[WORK ORDER]
In the chemistry abstracts, what power conversion efficiency did compound PP1 show?

(DOCUMENT SECTION)

Thiocyanate Free Ruthenium(II) Complexes for Dye Sensitized Solar Cells (DSSCs)

The four thiocyanate free ruthenium(II) complexes; [Ru(N^N)2(C^N)]PF6 were synthesized and characterized for dye sensitized solar cells (DSSCs). The results showed that the broad absorptions covered the visible region from metal to ligand charge transfer (MLCT) were obtained with the main peaks at 560, 490 and 400 nm. The materials were studied DSSC performance under standard AM 1.5. Compound PP1 showed the power conversion efficiency (PCE) at 3.10%, with a short-circuit photocurrent density (Jsc) of 7.99 mA cm-2, an open-circuit photovoltage (Voc) of 563 mV and a high fill factor (ff) of 0.690.

A Novel Charged Iridium Polymer for Polymer Light Emitting Diode

The charged iridium(III) complex polymers based on 1,10-phenanthroline in the polyfluorene backbones were synthesized by Suzuki-polycondensation. PFIr01, PFIr03, PFIr05, PFIr07 and PFIr10 were obtained by varying the content of iridium(III) unit in the polymer from 0.01, 0.03, 0.05, 0.07 and 0.10 mol%, respectively. The molecular structures of polymers were characterized by 1H NMR, 13C NMR and gel permeation chromatography. Their thermal, photophysical and electrochemical properties were investigated by thermal gravimetric analysis, UV-Visible spectroscopy, fluorescence spectroscopy and cyclic voltammetry. The polymer light-emitting diodes were fabricated with ITO/PEDOT:PSS/polymer/TPBi/BPhen/LiF/Al.

(End DOCUMENT SECTION)
(RECORDED INFORMATION)

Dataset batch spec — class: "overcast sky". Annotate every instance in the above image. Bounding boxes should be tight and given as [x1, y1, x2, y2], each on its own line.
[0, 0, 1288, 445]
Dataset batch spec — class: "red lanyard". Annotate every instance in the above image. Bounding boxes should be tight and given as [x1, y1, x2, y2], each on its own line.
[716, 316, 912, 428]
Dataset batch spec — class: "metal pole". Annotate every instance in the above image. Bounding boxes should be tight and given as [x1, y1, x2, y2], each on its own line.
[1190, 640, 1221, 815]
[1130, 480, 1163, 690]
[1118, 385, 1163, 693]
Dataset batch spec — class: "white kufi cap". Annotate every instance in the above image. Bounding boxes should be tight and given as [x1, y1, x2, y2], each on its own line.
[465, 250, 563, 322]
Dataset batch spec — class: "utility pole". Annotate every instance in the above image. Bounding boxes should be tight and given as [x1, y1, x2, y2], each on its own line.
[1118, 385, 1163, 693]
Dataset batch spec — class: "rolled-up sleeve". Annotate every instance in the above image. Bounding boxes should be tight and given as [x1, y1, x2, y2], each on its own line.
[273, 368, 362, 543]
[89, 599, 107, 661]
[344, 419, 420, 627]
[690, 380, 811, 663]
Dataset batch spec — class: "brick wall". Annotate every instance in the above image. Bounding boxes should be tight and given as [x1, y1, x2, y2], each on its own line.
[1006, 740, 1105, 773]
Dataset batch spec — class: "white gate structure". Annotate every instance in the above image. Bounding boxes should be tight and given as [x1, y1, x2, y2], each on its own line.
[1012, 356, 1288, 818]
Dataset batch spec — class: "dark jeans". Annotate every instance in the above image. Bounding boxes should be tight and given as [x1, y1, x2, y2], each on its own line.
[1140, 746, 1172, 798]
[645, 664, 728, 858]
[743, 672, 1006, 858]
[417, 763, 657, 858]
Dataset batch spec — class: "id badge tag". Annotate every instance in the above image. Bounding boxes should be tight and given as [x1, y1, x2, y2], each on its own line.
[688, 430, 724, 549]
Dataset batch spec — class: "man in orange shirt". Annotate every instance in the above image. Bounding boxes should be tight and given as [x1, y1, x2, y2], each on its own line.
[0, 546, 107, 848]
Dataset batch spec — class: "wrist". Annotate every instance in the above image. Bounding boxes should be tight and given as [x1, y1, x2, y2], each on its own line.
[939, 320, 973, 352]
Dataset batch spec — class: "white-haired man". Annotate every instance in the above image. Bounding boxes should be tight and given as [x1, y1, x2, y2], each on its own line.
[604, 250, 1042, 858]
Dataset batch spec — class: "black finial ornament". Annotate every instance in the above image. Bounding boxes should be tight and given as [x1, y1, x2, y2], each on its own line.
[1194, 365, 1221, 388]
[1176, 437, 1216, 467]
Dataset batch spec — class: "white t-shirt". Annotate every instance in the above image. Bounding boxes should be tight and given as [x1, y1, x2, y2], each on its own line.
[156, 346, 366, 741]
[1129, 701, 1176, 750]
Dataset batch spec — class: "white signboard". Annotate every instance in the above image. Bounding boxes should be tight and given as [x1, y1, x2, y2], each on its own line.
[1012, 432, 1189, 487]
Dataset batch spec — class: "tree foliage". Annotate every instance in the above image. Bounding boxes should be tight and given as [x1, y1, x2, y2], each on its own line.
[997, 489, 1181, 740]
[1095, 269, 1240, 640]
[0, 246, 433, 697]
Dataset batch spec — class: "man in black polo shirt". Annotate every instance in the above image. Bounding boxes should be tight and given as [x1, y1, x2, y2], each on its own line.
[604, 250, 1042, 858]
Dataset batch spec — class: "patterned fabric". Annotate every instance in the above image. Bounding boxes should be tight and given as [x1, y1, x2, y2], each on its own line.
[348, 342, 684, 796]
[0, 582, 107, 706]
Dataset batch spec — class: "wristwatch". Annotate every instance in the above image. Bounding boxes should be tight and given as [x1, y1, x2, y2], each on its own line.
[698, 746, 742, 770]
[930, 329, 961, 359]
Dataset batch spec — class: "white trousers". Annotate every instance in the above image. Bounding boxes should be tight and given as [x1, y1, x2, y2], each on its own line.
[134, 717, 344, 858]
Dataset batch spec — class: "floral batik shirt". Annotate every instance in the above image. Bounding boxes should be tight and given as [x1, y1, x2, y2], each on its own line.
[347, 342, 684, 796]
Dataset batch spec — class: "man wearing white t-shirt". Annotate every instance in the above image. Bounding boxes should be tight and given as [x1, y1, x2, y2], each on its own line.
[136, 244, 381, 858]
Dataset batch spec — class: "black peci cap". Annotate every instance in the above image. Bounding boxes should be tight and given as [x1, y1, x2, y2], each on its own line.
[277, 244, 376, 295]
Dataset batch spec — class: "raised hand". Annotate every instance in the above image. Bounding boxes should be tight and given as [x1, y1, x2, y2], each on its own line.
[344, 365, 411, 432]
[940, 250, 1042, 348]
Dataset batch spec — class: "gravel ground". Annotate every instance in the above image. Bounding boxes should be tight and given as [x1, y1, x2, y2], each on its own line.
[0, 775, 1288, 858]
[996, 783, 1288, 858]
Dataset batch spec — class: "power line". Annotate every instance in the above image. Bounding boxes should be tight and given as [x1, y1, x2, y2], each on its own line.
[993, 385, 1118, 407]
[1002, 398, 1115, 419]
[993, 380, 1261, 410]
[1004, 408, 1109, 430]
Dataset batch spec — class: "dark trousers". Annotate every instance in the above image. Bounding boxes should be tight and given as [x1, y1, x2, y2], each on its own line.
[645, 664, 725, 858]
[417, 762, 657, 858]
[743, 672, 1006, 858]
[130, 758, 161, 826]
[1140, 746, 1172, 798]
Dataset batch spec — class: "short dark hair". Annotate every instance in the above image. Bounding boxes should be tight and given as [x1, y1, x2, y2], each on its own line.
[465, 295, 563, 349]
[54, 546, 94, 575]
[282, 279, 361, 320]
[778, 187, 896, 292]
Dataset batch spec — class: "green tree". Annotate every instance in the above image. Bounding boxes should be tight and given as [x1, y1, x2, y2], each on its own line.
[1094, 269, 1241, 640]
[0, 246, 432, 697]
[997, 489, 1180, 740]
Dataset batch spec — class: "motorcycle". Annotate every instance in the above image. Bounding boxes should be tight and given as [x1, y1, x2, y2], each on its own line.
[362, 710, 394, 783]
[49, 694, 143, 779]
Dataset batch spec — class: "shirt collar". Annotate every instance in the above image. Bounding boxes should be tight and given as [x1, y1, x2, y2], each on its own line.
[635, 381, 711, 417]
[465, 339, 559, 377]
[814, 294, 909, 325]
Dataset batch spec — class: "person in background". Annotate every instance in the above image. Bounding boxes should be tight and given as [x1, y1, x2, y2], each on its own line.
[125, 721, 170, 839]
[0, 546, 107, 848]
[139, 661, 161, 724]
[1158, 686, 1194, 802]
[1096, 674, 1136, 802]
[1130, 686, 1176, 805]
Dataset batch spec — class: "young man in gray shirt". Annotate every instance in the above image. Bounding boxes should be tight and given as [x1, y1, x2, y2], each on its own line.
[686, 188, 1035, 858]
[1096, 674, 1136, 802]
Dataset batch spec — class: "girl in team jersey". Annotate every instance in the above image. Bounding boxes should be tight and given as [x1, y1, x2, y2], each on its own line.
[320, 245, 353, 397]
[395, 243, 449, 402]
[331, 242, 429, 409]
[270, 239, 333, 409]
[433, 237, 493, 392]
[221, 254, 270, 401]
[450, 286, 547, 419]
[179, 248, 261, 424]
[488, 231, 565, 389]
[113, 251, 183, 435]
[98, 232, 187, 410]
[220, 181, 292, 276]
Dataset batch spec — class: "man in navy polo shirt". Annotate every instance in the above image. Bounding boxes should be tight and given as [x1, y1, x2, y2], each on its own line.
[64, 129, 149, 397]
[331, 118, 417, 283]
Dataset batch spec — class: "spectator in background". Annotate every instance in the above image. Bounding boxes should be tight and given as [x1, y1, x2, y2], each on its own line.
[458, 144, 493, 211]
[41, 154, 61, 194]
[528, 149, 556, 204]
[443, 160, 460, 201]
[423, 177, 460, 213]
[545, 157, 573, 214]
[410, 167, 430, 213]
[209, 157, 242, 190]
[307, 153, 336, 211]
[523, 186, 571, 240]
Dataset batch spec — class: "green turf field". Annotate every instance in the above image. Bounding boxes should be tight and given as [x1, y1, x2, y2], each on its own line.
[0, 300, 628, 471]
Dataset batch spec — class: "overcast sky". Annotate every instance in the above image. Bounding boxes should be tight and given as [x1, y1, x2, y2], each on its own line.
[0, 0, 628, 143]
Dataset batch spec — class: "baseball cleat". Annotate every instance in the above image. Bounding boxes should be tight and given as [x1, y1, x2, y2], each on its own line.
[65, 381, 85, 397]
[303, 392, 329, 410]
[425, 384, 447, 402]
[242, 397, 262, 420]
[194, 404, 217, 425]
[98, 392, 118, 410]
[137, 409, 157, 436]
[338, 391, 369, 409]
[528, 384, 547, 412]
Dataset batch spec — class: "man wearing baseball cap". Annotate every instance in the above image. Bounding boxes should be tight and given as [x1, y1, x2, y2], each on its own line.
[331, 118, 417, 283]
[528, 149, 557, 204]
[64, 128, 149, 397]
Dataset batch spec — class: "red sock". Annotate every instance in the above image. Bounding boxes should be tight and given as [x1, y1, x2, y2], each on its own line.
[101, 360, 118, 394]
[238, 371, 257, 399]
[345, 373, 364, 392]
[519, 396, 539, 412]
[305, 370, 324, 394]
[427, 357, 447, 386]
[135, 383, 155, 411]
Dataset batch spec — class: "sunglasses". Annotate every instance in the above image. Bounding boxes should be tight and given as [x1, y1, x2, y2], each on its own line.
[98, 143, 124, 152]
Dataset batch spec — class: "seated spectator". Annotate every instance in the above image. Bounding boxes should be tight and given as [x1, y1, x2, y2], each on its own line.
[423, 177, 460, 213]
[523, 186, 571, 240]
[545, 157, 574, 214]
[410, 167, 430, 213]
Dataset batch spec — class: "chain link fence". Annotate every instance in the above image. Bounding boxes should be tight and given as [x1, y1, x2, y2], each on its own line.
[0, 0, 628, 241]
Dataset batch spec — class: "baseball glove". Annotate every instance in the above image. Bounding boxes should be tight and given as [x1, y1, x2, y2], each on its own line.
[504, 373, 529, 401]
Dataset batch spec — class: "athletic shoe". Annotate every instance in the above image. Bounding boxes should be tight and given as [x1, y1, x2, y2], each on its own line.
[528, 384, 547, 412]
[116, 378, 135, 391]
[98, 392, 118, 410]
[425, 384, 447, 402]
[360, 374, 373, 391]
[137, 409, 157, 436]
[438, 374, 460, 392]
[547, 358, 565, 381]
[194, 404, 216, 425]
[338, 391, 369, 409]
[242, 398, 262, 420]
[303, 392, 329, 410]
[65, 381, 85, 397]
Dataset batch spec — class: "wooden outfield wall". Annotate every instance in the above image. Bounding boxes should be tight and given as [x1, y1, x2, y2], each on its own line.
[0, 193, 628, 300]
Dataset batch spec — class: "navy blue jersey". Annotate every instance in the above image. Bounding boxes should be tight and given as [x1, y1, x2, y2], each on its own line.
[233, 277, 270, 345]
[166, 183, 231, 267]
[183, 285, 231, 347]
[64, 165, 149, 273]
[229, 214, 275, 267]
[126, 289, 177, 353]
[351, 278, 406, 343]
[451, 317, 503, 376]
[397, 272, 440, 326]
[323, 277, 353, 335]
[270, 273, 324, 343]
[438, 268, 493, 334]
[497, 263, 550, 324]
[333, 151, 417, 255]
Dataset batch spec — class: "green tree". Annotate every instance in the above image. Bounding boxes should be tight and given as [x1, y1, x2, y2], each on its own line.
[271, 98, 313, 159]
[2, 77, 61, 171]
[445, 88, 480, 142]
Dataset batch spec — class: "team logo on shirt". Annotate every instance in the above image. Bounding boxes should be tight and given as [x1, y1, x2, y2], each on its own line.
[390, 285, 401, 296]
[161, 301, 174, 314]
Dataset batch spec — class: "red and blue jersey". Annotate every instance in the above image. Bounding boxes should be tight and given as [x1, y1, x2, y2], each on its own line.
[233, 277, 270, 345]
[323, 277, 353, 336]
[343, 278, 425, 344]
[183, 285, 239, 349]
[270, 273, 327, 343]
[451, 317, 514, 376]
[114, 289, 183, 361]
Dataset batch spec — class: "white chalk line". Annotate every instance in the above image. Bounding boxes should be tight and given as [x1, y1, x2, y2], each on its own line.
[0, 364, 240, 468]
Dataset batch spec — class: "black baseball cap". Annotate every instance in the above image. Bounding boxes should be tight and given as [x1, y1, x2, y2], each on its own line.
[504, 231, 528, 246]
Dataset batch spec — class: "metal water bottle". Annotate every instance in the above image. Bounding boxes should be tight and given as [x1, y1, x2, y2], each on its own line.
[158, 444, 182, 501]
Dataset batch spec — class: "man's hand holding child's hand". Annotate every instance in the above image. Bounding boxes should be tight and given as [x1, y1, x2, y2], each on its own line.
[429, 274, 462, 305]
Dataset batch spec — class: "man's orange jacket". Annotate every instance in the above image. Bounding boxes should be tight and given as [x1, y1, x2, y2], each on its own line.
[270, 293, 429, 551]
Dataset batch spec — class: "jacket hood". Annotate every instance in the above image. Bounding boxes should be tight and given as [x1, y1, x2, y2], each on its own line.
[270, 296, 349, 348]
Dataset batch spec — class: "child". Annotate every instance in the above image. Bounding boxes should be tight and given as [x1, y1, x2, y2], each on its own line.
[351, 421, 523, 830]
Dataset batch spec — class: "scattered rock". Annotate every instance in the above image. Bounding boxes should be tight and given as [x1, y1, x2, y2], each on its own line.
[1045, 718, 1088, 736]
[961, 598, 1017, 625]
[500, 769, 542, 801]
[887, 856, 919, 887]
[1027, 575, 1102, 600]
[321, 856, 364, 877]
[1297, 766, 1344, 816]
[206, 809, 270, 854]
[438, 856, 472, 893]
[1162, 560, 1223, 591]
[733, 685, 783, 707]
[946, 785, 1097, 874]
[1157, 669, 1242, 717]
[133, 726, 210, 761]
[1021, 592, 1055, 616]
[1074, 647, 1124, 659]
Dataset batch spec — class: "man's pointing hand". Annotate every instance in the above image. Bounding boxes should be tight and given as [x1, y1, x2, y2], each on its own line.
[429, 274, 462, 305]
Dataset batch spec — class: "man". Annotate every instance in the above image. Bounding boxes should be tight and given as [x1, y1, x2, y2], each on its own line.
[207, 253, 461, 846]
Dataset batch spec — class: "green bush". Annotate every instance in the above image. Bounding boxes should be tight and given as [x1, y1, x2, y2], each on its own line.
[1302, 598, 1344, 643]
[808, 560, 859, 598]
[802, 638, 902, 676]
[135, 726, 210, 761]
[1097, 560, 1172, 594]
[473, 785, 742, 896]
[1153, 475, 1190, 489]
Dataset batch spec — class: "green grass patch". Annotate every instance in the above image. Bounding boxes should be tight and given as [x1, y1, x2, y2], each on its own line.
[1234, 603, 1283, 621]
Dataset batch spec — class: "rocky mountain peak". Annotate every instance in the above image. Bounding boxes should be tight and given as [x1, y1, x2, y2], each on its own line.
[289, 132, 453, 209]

(End RECORDED INFORMATION)

[EXERCISE SOLUTION]
3.10%